[PROVIDED DATA]
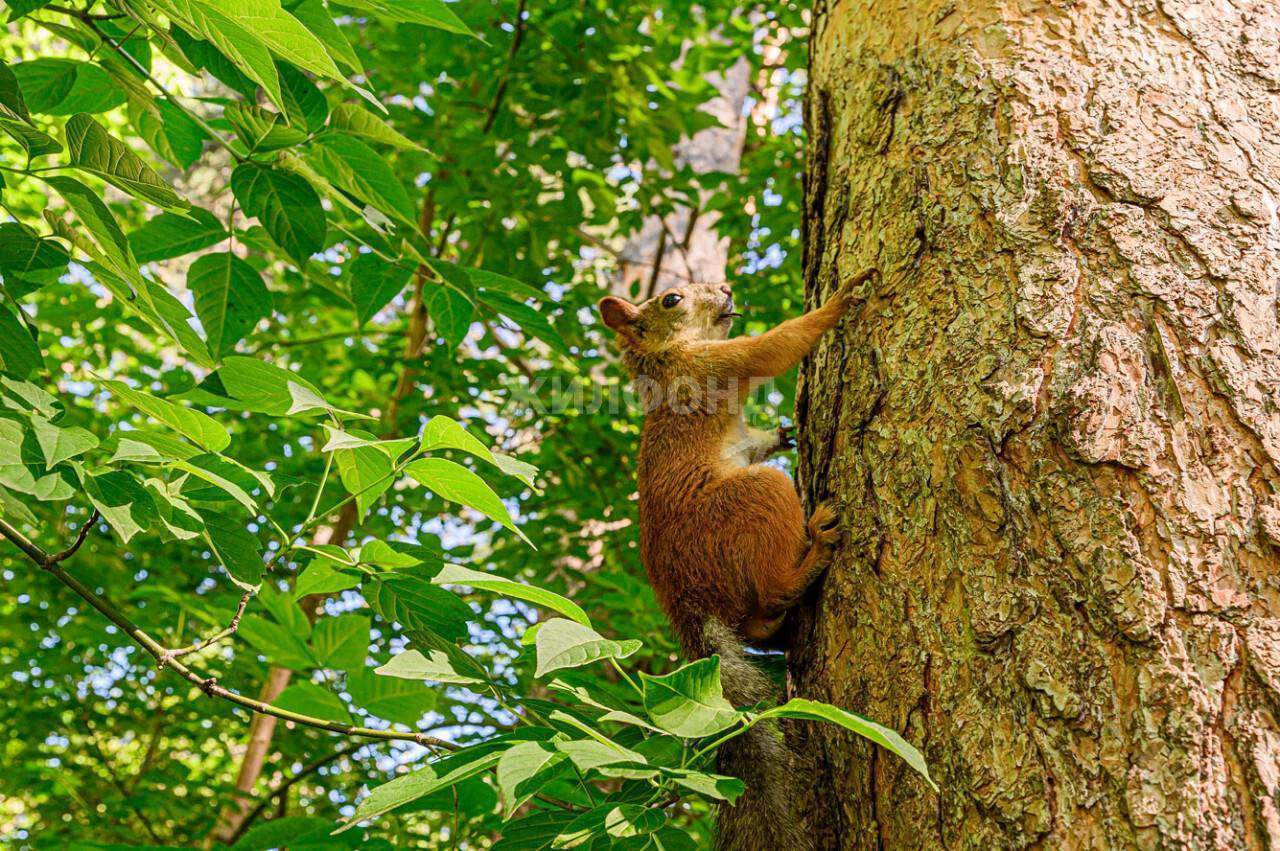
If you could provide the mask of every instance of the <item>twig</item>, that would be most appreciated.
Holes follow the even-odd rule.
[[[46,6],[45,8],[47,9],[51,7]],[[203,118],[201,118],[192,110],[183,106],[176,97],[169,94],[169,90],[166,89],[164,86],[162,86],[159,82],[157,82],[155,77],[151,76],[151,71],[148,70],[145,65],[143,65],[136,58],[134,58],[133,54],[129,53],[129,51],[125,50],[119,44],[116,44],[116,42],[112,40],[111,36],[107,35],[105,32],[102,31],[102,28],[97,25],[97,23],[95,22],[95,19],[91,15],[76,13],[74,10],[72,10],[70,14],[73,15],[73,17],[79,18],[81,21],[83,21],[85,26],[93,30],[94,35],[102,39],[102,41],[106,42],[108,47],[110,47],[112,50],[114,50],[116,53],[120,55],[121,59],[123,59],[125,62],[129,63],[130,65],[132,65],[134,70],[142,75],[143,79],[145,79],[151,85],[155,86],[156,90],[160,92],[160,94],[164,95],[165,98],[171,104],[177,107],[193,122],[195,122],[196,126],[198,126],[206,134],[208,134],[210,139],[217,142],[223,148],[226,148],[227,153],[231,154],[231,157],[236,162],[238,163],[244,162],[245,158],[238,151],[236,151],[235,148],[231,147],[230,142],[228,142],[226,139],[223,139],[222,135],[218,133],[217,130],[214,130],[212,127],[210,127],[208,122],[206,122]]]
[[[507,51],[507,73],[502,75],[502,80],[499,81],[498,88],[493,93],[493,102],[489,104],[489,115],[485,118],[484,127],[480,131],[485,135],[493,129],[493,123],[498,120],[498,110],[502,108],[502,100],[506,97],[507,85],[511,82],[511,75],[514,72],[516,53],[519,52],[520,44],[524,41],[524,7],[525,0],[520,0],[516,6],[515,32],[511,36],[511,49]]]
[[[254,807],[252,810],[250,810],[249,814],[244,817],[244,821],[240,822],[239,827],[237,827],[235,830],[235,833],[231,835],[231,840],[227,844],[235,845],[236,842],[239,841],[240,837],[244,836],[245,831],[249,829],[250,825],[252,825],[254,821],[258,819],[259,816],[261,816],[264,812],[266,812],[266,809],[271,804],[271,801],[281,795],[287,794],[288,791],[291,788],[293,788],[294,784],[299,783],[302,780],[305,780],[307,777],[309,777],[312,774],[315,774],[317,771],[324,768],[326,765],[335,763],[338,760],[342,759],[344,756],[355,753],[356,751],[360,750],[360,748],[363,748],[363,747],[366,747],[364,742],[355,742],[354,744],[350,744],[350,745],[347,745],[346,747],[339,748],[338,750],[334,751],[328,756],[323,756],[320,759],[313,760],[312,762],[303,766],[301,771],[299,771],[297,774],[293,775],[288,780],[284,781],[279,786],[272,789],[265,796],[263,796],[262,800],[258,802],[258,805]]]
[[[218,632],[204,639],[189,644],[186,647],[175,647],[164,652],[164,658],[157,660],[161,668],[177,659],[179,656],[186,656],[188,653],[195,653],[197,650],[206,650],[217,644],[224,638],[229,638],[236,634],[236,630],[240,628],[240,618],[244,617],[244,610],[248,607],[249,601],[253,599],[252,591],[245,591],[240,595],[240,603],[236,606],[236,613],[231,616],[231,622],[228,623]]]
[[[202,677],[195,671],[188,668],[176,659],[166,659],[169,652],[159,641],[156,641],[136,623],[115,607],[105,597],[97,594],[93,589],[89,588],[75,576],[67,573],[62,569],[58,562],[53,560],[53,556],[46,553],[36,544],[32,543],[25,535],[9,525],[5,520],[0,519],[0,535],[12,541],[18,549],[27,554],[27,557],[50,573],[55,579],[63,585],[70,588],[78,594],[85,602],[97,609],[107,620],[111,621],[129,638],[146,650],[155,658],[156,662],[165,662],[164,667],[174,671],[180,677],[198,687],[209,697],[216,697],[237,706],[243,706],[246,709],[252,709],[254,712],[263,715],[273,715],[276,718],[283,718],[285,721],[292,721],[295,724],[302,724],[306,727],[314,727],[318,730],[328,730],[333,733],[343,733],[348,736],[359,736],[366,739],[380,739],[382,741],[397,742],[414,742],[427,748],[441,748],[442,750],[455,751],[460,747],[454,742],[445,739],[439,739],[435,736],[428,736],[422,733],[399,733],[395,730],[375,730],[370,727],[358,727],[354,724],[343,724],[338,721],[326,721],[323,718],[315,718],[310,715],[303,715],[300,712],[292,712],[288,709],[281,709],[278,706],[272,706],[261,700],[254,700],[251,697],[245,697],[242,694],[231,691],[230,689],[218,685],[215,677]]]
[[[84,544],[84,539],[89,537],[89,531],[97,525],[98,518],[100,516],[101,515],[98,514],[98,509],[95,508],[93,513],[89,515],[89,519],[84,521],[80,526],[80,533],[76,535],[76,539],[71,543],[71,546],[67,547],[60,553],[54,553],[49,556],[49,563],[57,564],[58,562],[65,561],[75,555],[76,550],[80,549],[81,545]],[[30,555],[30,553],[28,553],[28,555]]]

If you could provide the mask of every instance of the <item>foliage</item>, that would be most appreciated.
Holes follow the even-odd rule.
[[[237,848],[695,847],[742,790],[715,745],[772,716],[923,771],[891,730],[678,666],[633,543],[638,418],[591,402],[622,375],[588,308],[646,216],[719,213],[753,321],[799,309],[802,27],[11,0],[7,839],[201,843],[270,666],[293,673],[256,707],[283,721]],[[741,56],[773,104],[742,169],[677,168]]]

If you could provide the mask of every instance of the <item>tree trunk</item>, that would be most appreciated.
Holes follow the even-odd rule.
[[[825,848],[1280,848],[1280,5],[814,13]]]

[PROBLEM STATEMENT] Word for word, restate all of the records. Exclude the pictures.

[SOLUTION]
If you could provide the mask of every instance of the <item>twig</item>, that would be most appreciated.
Holes follow the even-odd rule.
[[[46,6],[45,8],[47,9],[51,7]],[[203,118],[201,118],[192,110],[183,106],[176,97],[169,94],[169,90],[166,89],[164,86],[162,86],[159,82],[157,82],[155,77],[151,76],[151,71],[148,70],[145,65],[143,65],[136,58],[134,58],[133,54],[129,53],[129,51],[125,50],[119,44],[116,44],[116,42],[112,40],[111,36],[107,35],[105,32],[102,31],[102,28],[97,25],[97,23],[95,22],[95,19],[91,15],[76,13],[74,10],[72,10],[70,14],[73,15],[73,17],[79,18],[81,21],[83,21],[85,26],[93,30],[94,35],[102,39],[102,41],[106,42],[108,47],[110,47],[112,50],[114,50],[116,53],[120,55],[121,59],[123,59],[125,62],[129,63],[130,65],[132,65],[134,70],[142,75],[143,79],[145,79],[151,85],[155,86],[156,90],[160,92],[160,94],[164,95],[165,98],[171,104],[177,107],[193,122],[195,122],[196,126],[198,126],[206,134],[208,134],[210,139],[217,142],[223,148],[226,148],[227,153],[231,154],[231,157],[236,162],[238,163],[244,162],[245,158],[238,151],[236,151],[235,148],[231,147],[230,142],[228,142],[226,139],[223,139],[222,135],[218,133],[217,130],[214,130],[212,127],[210,127],[208,122],[206,122]]]
[[[507,51],[507,73],[502,75],[502,80],[499,81],[498,88],[493,93],[493,102],[489,104],[489,115],[485,118],[484,127],[480,131],[485,135],[493,129],[493,123],[498,120],[498,110],[502,108],[502,100],[506,97],[507,85],[511,82],[511,75],[514,72],[516,53],[519,52],[520,44],[524,41],[524,7],[525,0],[520,0],[516,6],[515,32],[511,36],[511,49]]]
[[[254,807],[252,810],[250,810],[249,814],[244,817],[244,821],[240,822],[239,827],[237,827],[235,830],[235,833],[231,835],[231,840],[227,844],[235,845],[236,842],[239,841],[240,837],[244,836],[245,831],[249,829],[250,825],[252,825],[254,821],[258,819],[259,816],[261,816],[264,812],[266,812],[266,809],[271,804],[271,801],[281,795],[287,794],[288,791],[291,788],[293,788],[294,784],[299,783],[302,780],[305,780],[307,777],[309,777],[312,774],[315,774],[317,771],[324,768],[326,765],[335,763],[338,760],[342,759],[344,756],[355,753],[356,751],[360,750],[360,748],[363,748],[363,747],[366,747],[364,742],[355,742],[354,744],[350,744],[350,745],[347,745],[346,747],[339,748],[338,750],[334,751],[328,756],[323,756],[320,759],[313,760],[312,762],[303,766],[301,771],[299,771],[297,774],[293,775],[288,780],[284,781],[279,786],[272,789],[265,796],[263,796],[262,800],[258,802],[258,805]]]
[[[218,632],[204,639],[189,644],[186,647],[175,647],[164,652],[164,658],[157,660],[161,668],[177,659],[179,656],[186,656],[188,653],[195,653],[197,650],[206,650],[217,644],[224,638],[229,638],[236,634],[236,630],[240,628],[240,618],[244,617],[244,610],[248,607],[249,601],[253,599],[252,591],[245,591],[240,595],[240,603],[236,606],[236,613],[231,616],[231,622],[228,623]]]
[[[202,677],[195,671],[188,668],[176,659],[166,659],[169,652],[159,641],[156,641],[136,623],[115,607],[105,597],[97,594],[93,589],[89,588],[75,576],[67,573],[62,569],[58,562],[53,560],[53,556],[46,553],[36,544],[32,543],[25,535],[9,525],[5,520],[0,519],[0,535],[12,541],[18,549],[27,554],[27,557],[50,573],[55,579],[63,585],[70,588],[78,594],[85,602],[97,609],[107,620],[111,621],[129,638],[146,650],[155,658],[156,662],[165,662],[164,667],[174,671],[180,677],[198,687],[209,697],[216,697],[237,706],[243,706],[246,709],[252,709],[254,712],[263,715],[273,715],[276,718],[283,718],[285,721],[292,721],[295,724],[302,724],[306,727],[314,727],[318,730],[328,730],[333,733],[343,733],[348,736],[359,736],[366,739],[380,739],[382,741],[397,742],[414,742],[427,748],[441,748],[442,750],[455,751],[460,747],[454,742],[445,739],[439,739],[435,736],[428,736],[422,733],[399,733],[395,730],[375,730],[370,727],[358,727],[354,724],[343,724],[338,721],[326,721],[323,718],[315,718],[310,715],[303,715],[300,712],[292,712],[288,709],[281,709],[278,706],[272,706],[261,700],[254,700],[251,697],[245,697],[242,694],[231,691],[230,689],[218,685],[215,677]]]
[[[84,544],[84,539],[89,537],[89,531],[97,525],[98,518],[100,516],[101,515],[98,514],[98,509],[95,508],[93,513],[89,515],[89,519],[84,521],[80,526],[80,533],[76,535],[76,539],[71,543],[71,546],[67,547],[60,553],[54,553],[49,556],[49,563],[57,564],[58,562],[65,561],[75,555],[76,550],[80,549],[81,545]],[[30,555],[30,553],[28,553],[28,555]]]

If you could provide the mask of every instance of the <item>foliage</item>, that would be most appreciated.
Holes follow the even-odd rule.
[[[237,848],[695,847],[742,790],[715,745],[772,716],[923,771],[891,730],[678,666],[633,543],[638,418],[591,402],[622,375],[588,308],[646,216],[719,213],[753,321],[799,309],[802,27],[11,0],[7,839],[201,843],[270,666],[293,673],[256,707],[283,721]],[[741,56],[773,104],[742,169],[677,168]]]

If you could provide the mask of every instance of the <item>tree trunk</item>, that would be most appreciated.
Holes follow the even-odd rule.
[[[825,848],[1280,848],[1280,5],[814,13]]]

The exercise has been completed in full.